The exercise: Switch "photo" to "image" in the stretch from the line containing "Check that each instance of the chair" through the line containing "<point>917,962</point>", and give back only those lines with everything else unchanged. Leave the pictures out of your answer.

Task inputs:
========================

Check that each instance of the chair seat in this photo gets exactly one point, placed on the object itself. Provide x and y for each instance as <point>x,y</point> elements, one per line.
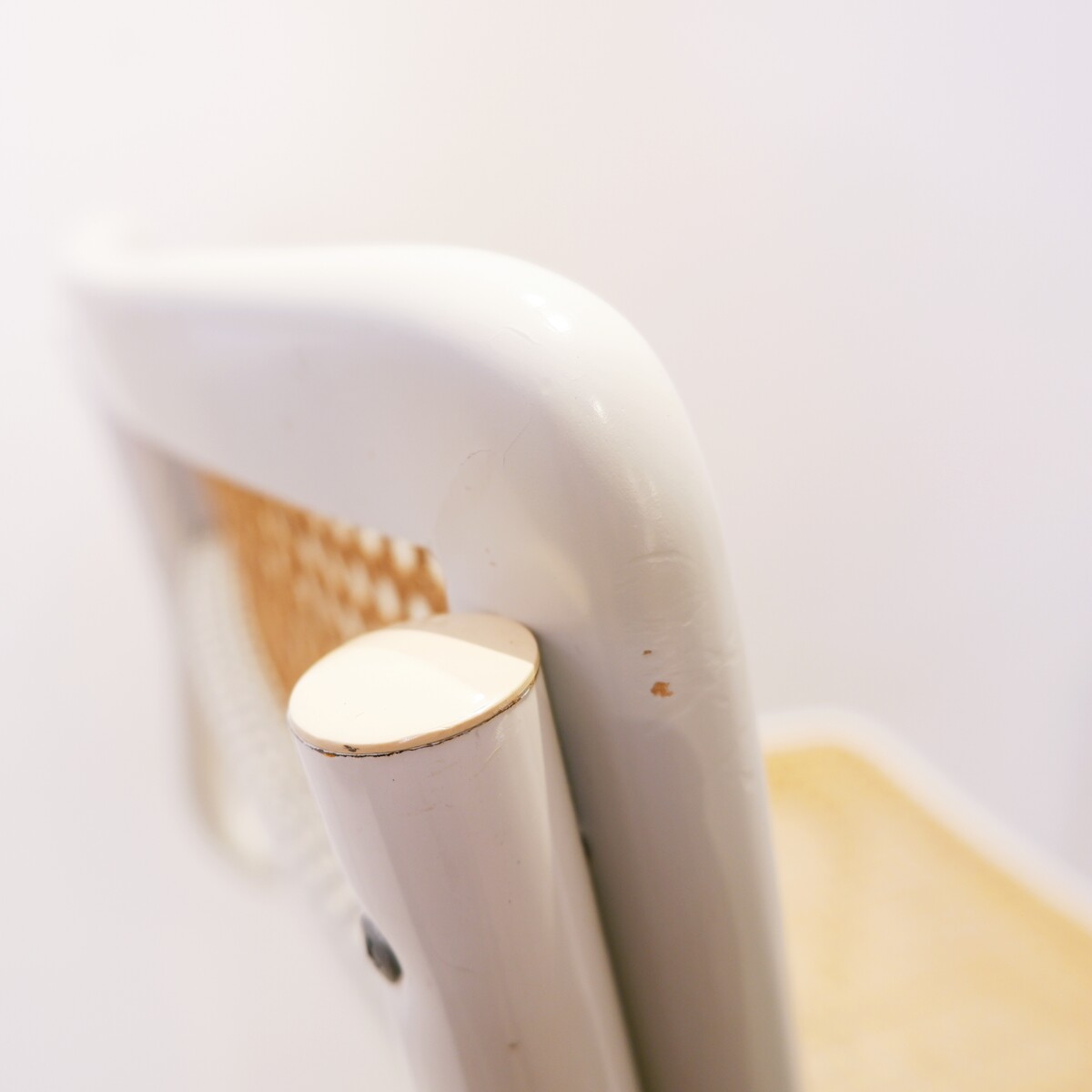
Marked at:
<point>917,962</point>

========================

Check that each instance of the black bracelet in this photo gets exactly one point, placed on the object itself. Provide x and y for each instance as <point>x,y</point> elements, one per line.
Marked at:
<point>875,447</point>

========================

Exercise response:
Check that each instance of the chair seat in this image gets exactly one point, placed on the object itself. Provide x and y for each instance as <point>x,y</point> elements, one per line.
Marked at:
<point>917,962</point>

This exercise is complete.